◆ **PROBLEM**: Find and copy each line in the records below that contains the string "frame", treating case as significant.

◆ **DATA FOR THE TASK**:
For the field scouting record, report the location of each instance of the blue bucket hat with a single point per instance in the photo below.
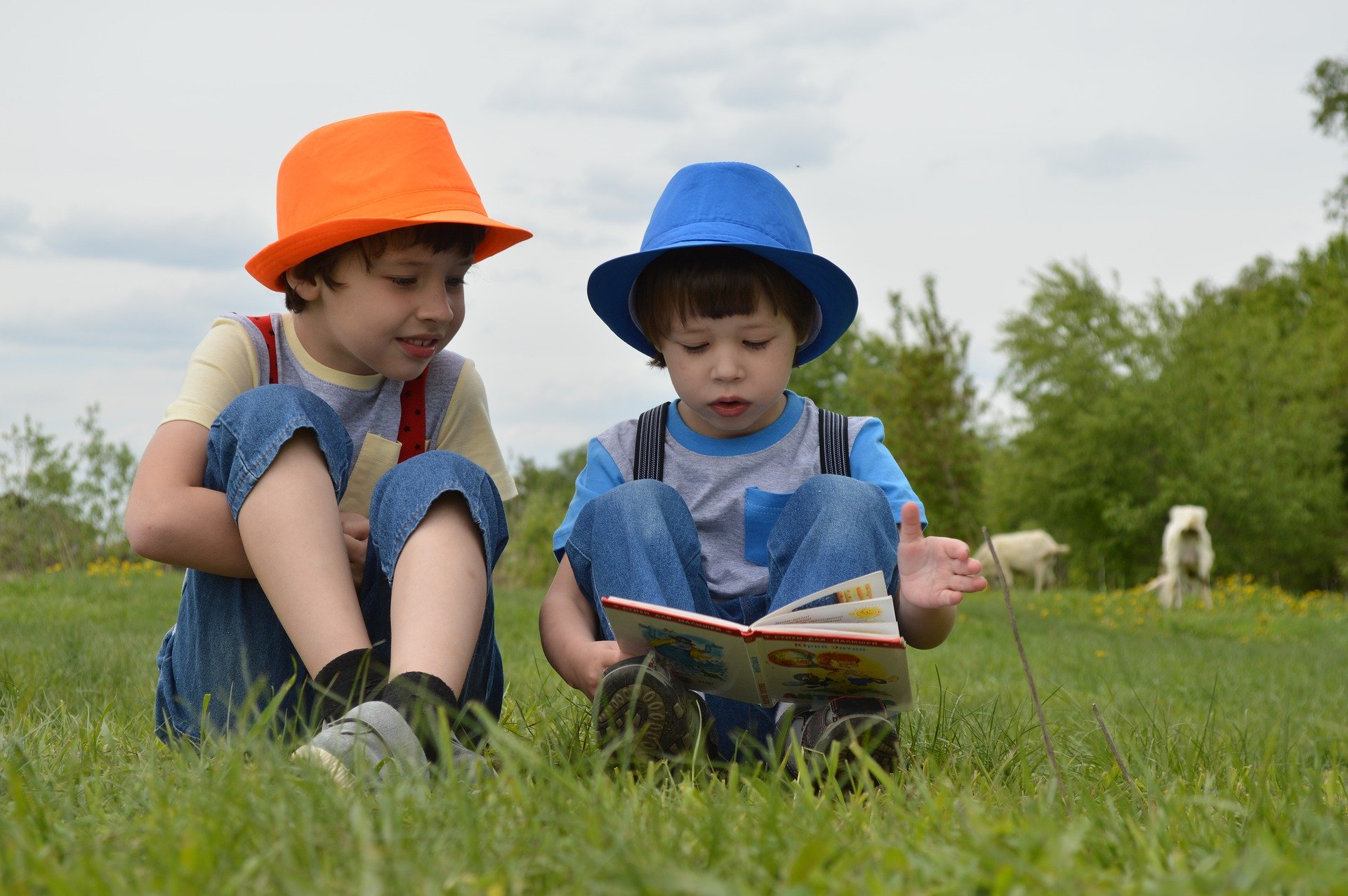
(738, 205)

--

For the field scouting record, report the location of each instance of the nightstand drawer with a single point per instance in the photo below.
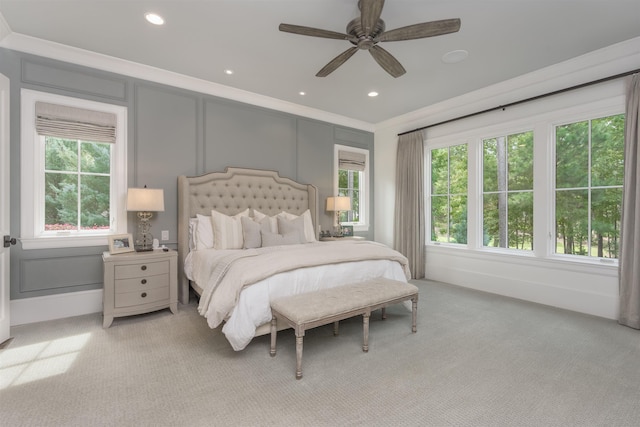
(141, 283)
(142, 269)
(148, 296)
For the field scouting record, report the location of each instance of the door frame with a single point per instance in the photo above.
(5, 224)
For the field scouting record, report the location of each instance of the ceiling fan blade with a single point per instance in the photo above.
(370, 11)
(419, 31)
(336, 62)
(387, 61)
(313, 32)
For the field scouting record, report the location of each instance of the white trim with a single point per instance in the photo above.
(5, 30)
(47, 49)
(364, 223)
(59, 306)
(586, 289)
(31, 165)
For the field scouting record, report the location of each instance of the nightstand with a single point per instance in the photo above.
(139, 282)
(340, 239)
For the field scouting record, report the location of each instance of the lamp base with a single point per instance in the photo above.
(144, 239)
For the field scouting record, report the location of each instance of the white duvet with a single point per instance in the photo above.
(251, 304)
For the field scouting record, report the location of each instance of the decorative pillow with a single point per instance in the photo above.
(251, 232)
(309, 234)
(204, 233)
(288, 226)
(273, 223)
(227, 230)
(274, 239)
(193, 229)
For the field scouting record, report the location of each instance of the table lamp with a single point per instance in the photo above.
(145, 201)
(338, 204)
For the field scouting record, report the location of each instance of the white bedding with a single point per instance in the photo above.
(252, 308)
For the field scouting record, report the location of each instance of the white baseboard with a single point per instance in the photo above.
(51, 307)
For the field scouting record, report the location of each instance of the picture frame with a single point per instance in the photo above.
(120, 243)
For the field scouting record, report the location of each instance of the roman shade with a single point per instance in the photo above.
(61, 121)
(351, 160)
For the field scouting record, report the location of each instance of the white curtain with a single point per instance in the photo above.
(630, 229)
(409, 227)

◆ **CORRECT OUTPUT**:
For the field scouting record, report the location of each instance of the door frame with a single point per instance in the photo above.
For the field scouting record, report the location of each instance of the picture frame with a single point per instance in the photo above.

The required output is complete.